▸ **SELECTED EXTRACT**:
○ ○ ○ ○ ○ ○ ○

Flamingo, pounds 16.99, 346pp

DUPPY CONQUEROR presents a giant's eye view of the exiled African psyche. An ambitious and compelling novel, it takes vast strides through the mystic paradise of Jamaica in the Thirties, the racially fraught underworlds of postwar Liverpool and London, and the defunct utopianism of African repatriation plans in the Sixties.

This potent analysis of the legacy left by slavery asks questions about the survival of African identity through a story that ranges from voodoo curses to gambling contests, from love stories to political polemic. Ferdinand Dennis examines how the past has marked Africans, both as the grounds for their oppression and the inspiration for their dreams.

Although the book has epic ambitions, it does not feel an epic read. Dennis drives it along through a narrative bubbling with eccentric characters and poetic descriptions. And he chooses an unassuming character to bear the weight of his investigations into 20th-century Africanness.

Marshall Sarjeant is exiled from Paradise, Jamaica, in order to conquer the curse that has plagued his family since the 19th century. The curse, which manifests itself in deformities, originates when Marshall's ancestor - the plantation owner Neal Sarjeant - enrages his witchlike, childless wife, Sybil, by making his slave Nana pregnant. Sybil buries his fortune with an evil spirit before returning to commit suicide by sending the house up in flames. On this pyre, she curses Neal and all his "nigger children".

○ ○ ○ ○ ○ ○ ○

[Dataset records]
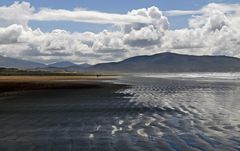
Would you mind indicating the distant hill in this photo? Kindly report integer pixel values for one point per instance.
(162, 62)
(62, 64)
(17, 63)
(171, 62)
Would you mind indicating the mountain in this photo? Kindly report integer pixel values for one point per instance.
(171, 62)
(7, 62)
(62, 64)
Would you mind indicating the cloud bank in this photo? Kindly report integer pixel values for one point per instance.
(214, 29)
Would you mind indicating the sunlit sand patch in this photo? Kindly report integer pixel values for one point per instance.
(91, 136)
(121, 122)
(98, 127)
(141, 132)
(115, 129)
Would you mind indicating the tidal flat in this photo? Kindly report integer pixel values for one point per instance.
(126, 113)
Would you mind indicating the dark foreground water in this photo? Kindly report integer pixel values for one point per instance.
(154, 113)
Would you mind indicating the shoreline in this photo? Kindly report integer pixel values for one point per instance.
(18, 84)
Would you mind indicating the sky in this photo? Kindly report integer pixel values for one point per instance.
(89, 31)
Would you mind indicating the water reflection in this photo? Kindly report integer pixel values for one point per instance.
(151, 114)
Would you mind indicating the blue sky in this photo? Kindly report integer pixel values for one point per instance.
(94, 31)
(112, 6)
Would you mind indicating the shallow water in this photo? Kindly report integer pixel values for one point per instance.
(154, 113)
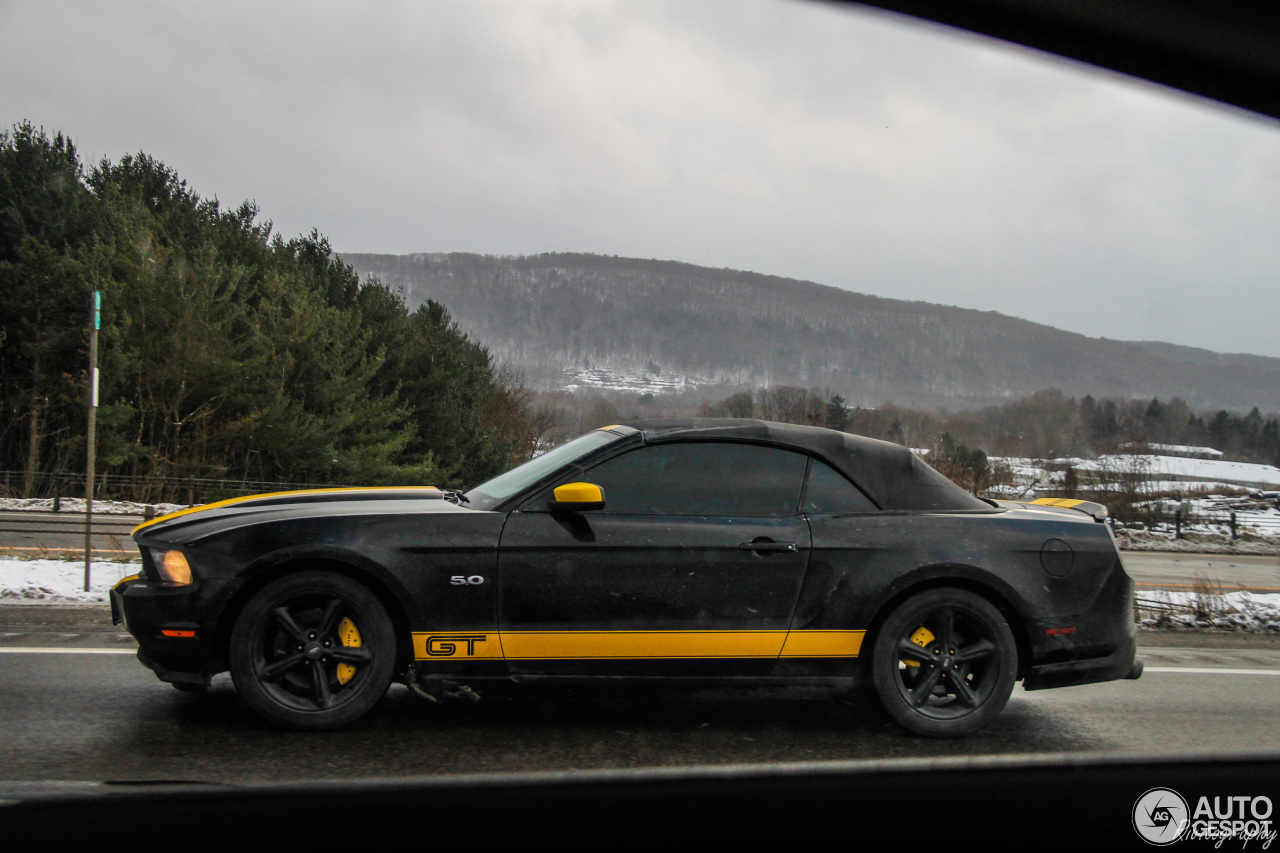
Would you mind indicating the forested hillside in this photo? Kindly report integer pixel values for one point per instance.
(225, 350)
(645, 325)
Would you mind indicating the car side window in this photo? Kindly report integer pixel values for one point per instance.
(830, 492)
(702, 478)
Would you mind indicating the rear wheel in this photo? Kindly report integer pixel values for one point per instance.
(312, 651)
(945, 662)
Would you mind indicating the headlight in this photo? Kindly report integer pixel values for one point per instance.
(172, 565)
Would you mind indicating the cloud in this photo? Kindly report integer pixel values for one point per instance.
(800, 140)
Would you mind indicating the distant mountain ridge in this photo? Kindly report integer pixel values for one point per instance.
(571, 319)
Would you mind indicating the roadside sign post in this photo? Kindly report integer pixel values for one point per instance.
(90, 436)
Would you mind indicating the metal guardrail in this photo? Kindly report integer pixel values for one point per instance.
(141, 489)
(1224, 520)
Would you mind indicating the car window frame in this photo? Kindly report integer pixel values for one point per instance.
(804, 492)
(534, 502)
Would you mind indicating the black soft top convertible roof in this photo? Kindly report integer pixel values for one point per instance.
(890, 474)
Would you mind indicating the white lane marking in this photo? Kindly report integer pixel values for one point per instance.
(51, 649)
(1206, 670)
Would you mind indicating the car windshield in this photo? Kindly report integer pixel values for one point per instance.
(256, 247)
(493, 492)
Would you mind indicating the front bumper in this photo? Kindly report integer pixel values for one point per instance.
(176, 626)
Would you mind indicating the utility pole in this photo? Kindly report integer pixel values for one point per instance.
(92, 423)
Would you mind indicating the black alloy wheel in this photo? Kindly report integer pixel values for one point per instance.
(945, 662)
(312, 651)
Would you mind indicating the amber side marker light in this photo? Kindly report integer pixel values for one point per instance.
(174, 568)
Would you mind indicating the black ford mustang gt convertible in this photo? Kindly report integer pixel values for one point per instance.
(662, 552)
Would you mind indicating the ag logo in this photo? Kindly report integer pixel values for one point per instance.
(1160, 816)
(447, 644)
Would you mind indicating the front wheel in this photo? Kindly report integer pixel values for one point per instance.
(312, 651)
(945, 662)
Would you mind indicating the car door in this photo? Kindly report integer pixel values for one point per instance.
(691, 568)
(849, 538)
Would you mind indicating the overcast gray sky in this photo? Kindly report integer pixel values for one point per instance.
(800, 140)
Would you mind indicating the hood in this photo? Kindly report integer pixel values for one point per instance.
(318, 501)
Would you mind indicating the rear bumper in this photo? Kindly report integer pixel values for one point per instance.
(1123, 664)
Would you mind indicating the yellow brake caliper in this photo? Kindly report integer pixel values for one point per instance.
(922, 637)
(350, 637)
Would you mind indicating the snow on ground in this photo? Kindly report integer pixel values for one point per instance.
(77, 505)
(1180, 468)
(1193, 542)
(1238, 611)
(59, 582)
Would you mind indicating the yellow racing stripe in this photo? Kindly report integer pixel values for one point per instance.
(595, 646)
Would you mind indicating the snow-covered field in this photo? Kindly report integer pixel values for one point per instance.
(59, 582)
(1238, 611)
(77, 505)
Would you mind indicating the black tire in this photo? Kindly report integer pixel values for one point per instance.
(286, 651)
(963, 675)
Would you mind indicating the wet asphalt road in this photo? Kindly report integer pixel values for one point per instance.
(101, 716)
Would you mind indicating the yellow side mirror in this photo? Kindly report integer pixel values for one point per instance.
(577, 497)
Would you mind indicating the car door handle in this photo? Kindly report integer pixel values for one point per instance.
(768, 546)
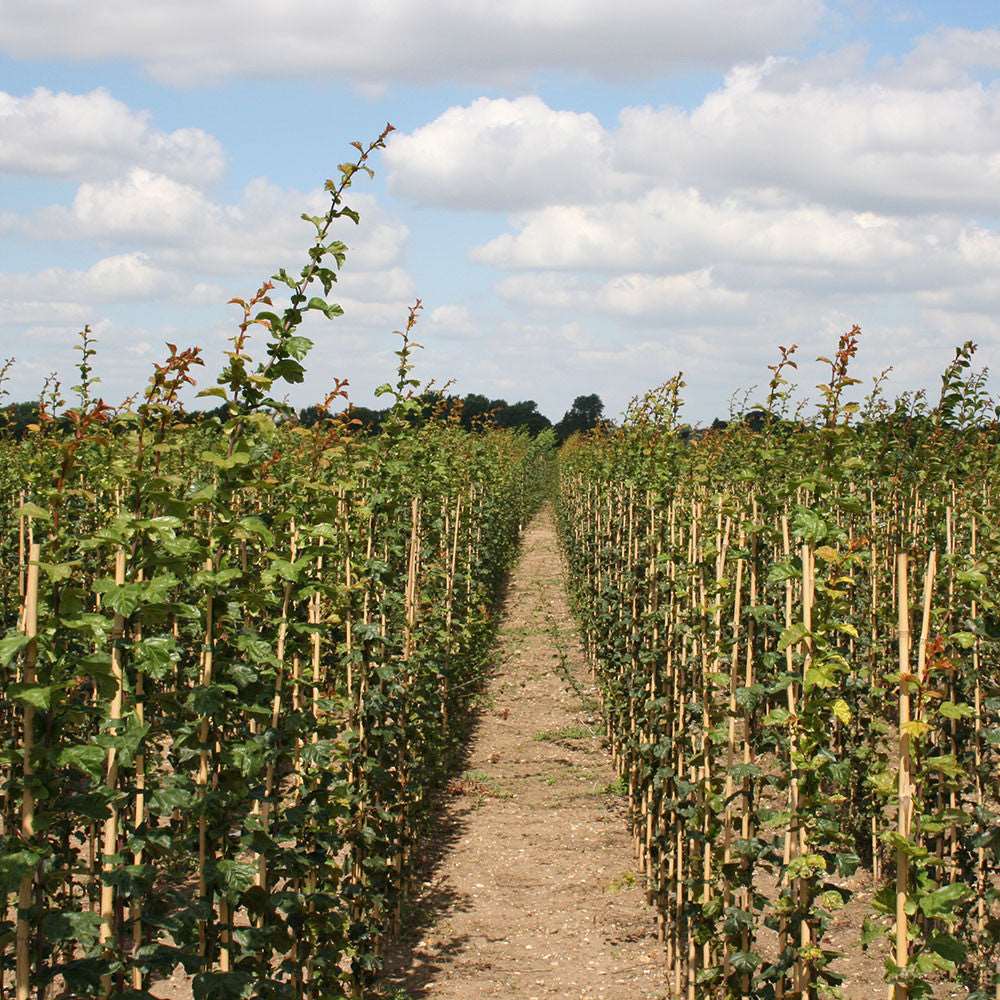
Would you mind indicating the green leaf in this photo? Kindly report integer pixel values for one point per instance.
(951, 710)
(30, 509)
(222, 985)
(941, 902)
(38, 695)
(950, 949)
(11, 645)
(86, 757)
(792, 635)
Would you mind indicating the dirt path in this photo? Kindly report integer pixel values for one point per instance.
(534, 890)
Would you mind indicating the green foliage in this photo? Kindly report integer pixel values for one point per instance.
(736, 593)
(256, 645)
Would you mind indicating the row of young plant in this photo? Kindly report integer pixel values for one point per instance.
(235, 660)
(793, 622)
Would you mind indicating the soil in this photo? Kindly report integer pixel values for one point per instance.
(534, 893)
(529, 885)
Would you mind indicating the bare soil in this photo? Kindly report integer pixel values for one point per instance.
(534, 892)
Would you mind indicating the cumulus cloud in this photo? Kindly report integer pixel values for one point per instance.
(95, 135)
(825, 130)
(111, 279)
(181, 41)
(185, 230)
(498, 154)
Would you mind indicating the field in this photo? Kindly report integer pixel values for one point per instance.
(242, 660)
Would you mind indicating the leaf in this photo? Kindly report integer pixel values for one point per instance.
(38, 695)
(842, 711)
(222, 985)
(30, 509)
(944, 764)
(948, 948)
(777, 717)
(86, 757)
(941, 902)
(11, 645)
(792, 635)
(951, 710)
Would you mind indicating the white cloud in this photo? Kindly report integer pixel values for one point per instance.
(824, 130)
(675, 231)
(451, 318)
(112, 279)
(184, 230)
(95, 135)
(498, 154)
(182, 41)
(33, 313)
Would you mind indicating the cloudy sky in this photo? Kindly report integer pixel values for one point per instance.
(587, 196)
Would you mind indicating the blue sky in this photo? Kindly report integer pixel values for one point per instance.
(585, 200)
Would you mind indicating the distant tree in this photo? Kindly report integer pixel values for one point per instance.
(583, 415)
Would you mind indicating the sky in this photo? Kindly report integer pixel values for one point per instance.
(587, 197)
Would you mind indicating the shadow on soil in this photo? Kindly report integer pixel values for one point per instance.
(408, 968)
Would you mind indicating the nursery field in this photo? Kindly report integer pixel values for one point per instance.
(793, 624)
(243, 660)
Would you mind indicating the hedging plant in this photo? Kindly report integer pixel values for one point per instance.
(236, 658)
(792, 623)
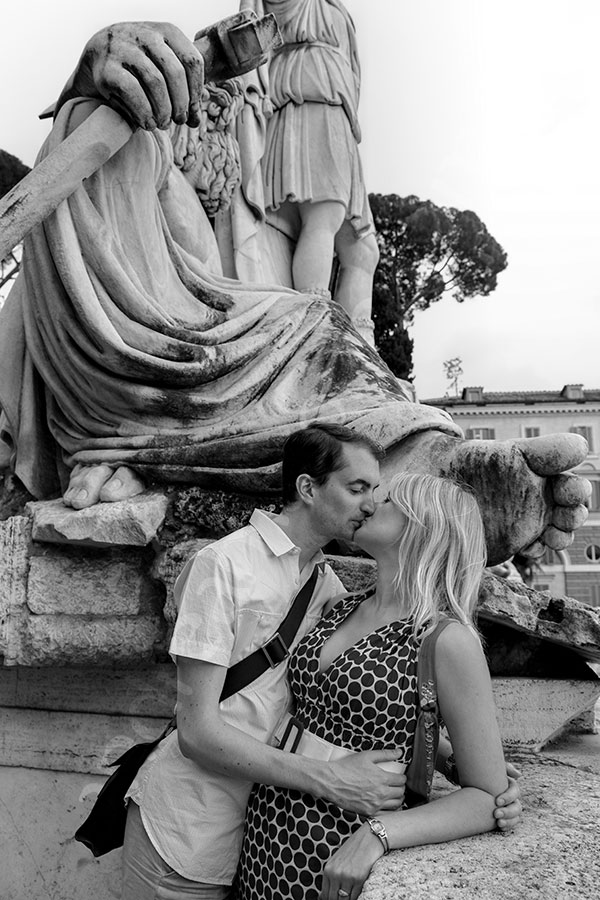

○ ○ ○ ○ ○ ○ ○

▸ **WORK INSTRUCTIONS**: Write the next part of the Duppy Conqueror review, picking up after its final sentence.

▸ **WRITTEN ANSWER**:
Marshall's odyssey from Paradise to Kinjaia - a fictitious African state - reveals the jostle of African voices that Dennis unearthed when exploring Afro-Britain for the radio series that inspired his book, Behind the Frontlines. It is a mark of the novel's skilled complexity that the story hums along self-sufficiently, but readers aware of Dennis's concerns will see, for instance, that Marshall's time in Liverpool provokes deeper discussions about the city's role as a leading slave-trading port. Meanwhile, the involvement of Marshall and his guide Pharaoh Sarjeant in back-to-Africa movements refers to Marcus Garvey, the Rastafarian hero, and the Liberian repatriation movement he led between the wars.

Inevitably, emerges as a novel about languages of power and their subtext of corruption. Marshall, the stoic hero, is forced to negotiate a careful path through the mysticism, revolutionary polemics and conflicting iconographies that have fought for control of African identity. Dennis's talent lies in fusing these languages by making seemingly minor incidents climax in events of wide importance. An African pulling a flick-knife on his racist landlord prefigures the mass activism of the Pan-Africanist movement; and a creation myth about the love of a fish for a bird illustrates the difficulties of fighting for freedom.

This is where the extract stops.